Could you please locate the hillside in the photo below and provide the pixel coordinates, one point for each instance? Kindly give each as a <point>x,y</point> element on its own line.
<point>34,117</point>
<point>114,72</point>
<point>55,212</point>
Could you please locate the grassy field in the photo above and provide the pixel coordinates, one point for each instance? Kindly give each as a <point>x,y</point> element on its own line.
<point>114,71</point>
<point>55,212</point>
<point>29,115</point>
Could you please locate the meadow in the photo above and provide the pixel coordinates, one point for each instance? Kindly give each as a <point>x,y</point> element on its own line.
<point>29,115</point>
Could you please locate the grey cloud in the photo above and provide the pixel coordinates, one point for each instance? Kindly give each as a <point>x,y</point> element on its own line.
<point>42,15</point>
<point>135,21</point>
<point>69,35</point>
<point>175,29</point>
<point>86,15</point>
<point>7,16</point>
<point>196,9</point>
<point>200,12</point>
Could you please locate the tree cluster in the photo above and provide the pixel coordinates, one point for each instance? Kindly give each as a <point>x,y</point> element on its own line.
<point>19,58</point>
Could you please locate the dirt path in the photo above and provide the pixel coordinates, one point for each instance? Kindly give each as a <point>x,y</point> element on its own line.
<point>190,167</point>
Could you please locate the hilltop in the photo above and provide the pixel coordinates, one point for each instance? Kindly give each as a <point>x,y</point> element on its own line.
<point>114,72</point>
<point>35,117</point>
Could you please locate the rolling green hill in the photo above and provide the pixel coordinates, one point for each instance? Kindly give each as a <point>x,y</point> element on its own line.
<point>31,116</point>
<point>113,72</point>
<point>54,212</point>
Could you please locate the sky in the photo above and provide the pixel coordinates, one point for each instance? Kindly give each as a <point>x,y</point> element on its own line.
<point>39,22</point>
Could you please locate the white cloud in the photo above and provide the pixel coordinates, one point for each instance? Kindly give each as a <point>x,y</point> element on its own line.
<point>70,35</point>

EXERCISE DETAILS: Scale the rows from the line with "Could you please locate the tree" through the end of the rows, both ends included. Reproduce every line, requests included, and multiply each point coordinate in the answers by 2.35, rounding to whole numbers with halves rounded up. Leave the requests and their format samples unchanged, and output only these lines.

FINAL ANSWER:
Could you please locate the tree cluster in the photo above and provide the pixel coordinates, one point for each instance? Kindly give each as a <point>x,y</point> element on its own line.
<point>45,136</point>
Could you please locate the dirt path in the photo above and provide the pixel coordinates, one point for each instance? Kindly give each as a <point>x,y</point> element on its own line.
<point>447,392</point>
Could you please locate the hilltop in the photo above and provide the pixel coordinates, one point for each instance? Kindly give each as a <point>x,y</point> element on its own line.
<point>268,169</point>
<point>82,275</point>
Could you please locate the rolling green hill in the photo above and provide the pixel coordinates, one point for each instance? Kindly give each as a <point>x,y</point> element on its own line.
<point>73,273</point>
<point>266,169</point>
<point>127,498</point>
Could you please locate the sky in the photo above and provide the pixel coordinates, one point for each instance? Kindly give each as a <point>x,y</point> element on its own line.
<point>92,52</point>
Could you please locate the white cloud in the photo above and provide the pixel coordinates, one point for each instance? Kindly give each as a <point>x,y</point> element on its own line.
<point>165,82</point>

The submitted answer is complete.